▶ Aufgabenstellung:
Sammle aus der folgenden Auflistung alle Zeilen, in denen das Wort „plank“ vorkommt, und schreibe sie unverändert ab.

▶ Vorliegende Einträge:
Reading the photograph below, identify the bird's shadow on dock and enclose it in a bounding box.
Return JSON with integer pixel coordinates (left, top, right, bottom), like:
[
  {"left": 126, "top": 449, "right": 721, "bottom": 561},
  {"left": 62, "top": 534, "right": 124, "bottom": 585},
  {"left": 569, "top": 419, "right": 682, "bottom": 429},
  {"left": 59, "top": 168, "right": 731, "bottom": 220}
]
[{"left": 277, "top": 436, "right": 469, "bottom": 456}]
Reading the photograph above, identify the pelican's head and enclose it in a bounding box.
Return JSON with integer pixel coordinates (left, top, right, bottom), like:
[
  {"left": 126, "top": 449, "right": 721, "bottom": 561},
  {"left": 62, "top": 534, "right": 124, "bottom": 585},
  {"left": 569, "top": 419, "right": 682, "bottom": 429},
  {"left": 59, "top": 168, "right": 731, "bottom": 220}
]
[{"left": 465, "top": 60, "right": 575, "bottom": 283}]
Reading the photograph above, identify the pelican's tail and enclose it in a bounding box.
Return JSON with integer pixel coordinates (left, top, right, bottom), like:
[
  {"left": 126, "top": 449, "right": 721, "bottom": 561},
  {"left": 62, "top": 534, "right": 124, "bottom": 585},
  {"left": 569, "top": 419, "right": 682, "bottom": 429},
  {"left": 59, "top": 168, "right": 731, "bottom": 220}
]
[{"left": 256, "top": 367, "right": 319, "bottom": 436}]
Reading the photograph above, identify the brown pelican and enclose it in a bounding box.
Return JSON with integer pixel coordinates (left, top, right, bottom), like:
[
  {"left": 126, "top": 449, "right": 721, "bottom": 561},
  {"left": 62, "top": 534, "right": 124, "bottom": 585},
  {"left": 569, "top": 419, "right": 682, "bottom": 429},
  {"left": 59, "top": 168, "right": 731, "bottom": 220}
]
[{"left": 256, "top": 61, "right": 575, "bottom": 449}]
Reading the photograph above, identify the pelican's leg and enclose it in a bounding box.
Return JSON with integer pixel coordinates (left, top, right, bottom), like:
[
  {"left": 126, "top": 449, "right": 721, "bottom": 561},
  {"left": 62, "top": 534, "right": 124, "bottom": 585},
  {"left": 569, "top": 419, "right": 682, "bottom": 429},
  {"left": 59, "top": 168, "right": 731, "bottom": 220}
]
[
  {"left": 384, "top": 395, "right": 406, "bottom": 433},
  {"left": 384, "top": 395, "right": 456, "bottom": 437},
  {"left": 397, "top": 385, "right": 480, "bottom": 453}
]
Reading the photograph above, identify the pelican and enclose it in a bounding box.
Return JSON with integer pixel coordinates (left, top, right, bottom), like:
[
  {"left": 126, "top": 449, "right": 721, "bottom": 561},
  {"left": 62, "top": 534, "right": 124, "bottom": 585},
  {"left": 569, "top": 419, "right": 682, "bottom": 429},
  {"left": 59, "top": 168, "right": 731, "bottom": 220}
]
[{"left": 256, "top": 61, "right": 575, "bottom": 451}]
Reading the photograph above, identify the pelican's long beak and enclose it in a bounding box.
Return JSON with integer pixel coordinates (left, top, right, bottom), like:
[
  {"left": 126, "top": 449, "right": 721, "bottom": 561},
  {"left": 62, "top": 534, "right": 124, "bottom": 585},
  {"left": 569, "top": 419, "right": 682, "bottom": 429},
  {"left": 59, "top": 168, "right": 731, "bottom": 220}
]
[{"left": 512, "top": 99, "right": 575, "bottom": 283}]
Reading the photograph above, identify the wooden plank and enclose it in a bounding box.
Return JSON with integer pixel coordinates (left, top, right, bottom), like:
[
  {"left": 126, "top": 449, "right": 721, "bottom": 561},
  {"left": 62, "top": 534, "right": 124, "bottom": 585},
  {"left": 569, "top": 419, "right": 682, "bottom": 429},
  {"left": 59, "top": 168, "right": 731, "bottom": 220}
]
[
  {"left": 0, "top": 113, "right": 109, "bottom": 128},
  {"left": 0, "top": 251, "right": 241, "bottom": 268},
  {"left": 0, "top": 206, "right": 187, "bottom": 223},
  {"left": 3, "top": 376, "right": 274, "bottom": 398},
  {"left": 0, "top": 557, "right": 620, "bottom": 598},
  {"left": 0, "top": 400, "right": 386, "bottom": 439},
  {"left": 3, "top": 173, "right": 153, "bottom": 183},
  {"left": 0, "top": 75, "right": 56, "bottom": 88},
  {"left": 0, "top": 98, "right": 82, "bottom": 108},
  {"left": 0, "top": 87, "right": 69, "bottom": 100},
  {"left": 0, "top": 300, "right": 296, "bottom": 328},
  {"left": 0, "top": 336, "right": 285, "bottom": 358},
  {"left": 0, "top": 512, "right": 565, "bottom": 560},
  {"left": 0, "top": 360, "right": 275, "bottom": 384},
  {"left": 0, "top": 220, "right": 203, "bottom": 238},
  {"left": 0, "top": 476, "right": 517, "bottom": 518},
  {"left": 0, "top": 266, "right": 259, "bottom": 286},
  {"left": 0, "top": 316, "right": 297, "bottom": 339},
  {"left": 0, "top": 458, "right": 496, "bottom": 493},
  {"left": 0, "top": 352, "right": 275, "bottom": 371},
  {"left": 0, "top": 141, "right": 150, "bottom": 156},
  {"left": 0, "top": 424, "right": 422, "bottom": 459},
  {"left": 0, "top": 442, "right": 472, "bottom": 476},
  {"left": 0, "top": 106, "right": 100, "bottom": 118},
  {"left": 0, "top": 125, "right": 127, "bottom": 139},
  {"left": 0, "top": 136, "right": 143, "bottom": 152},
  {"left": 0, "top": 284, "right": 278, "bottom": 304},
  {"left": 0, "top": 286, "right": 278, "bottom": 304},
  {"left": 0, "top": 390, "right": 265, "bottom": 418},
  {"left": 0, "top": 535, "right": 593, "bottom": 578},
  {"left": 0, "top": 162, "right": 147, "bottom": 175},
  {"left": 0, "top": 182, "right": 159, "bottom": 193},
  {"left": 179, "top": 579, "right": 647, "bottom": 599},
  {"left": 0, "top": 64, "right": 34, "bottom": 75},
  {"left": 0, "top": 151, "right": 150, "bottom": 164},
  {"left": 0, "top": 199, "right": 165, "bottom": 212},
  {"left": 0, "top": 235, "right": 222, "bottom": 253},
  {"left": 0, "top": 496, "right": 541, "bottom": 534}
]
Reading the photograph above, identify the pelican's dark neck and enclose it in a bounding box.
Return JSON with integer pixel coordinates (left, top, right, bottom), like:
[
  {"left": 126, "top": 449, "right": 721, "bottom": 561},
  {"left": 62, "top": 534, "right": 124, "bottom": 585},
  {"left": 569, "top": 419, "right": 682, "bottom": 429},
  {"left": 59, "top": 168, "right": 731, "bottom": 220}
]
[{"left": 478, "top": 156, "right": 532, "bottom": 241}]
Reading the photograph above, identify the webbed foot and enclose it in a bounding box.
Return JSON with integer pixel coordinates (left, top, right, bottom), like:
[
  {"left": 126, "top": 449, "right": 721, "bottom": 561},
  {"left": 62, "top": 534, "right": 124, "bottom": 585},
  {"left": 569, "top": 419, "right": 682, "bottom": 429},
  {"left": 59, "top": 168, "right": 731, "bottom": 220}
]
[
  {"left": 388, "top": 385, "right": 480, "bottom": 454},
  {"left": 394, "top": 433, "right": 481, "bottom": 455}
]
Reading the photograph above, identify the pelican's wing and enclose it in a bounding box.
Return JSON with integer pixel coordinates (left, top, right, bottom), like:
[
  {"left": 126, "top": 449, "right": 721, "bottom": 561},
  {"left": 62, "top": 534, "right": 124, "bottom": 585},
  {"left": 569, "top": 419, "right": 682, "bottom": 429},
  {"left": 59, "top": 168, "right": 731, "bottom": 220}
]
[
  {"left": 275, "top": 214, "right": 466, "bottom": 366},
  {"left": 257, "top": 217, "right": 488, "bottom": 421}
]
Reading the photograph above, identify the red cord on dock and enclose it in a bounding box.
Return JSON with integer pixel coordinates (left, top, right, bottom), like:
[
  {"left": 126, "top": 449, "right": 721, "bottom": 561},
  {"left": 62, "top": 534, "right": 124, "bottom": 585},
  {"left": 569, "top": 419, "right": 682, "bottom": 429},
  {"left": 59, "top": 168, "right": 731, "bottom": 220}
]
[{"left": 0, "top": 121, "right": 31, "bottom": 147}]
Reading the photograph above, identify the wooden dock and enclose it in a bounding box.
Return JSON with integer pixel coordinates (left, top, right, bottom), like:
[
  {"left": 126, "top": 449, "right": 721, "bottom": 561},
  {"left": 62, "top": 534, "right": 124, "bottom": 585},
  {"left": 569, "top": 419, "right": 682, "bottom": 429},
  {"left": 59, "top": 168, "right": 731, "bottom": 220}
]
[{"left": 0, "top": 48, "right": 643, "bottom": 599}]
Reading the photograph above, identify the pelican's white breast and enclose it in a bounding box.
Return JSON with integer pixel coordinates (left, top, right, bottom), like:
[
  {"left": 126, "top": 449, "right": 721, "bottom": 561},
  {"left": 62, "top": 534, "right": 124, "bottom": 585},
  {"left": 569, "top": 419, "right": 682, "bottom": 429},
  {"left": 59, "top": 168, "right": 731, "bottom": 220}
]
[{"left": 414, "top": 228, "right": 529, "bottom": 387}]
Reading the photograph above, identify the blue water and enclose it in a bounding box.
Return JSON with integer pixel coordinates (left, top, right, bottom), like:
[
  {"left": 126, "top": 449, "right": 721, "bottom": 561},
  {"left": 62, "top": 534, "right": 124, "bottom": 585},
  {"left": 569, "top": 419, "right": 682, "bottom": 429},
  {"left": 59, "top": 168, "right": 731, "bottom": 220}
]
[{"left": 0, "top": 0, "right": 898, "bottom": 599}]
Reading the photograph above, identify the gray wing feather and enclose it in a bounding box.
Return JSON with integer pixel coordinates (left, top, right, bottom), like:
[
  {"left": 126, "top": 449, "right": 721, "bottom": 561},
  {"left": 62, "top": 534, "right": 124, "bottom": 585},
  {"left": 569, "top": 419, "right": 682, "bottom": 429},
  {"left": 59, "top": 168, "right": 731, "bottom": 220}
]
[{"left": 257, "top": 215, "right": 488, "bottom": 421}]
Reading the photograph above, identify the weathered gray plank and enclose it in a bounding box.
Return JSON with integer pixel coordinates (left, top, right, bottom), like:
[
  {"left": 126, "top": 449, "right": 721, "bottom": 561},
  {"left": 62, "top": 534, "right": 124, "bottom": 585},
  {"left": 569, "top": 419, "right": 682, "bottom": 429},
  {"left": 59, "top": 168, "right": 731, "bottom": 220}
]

▶ Lösung:
Reading the photograph above, identify the wooden plank and enclose it in a bounding box.
Reading the photograph above, identify the weathered gray plank and enclose it in a bounding box.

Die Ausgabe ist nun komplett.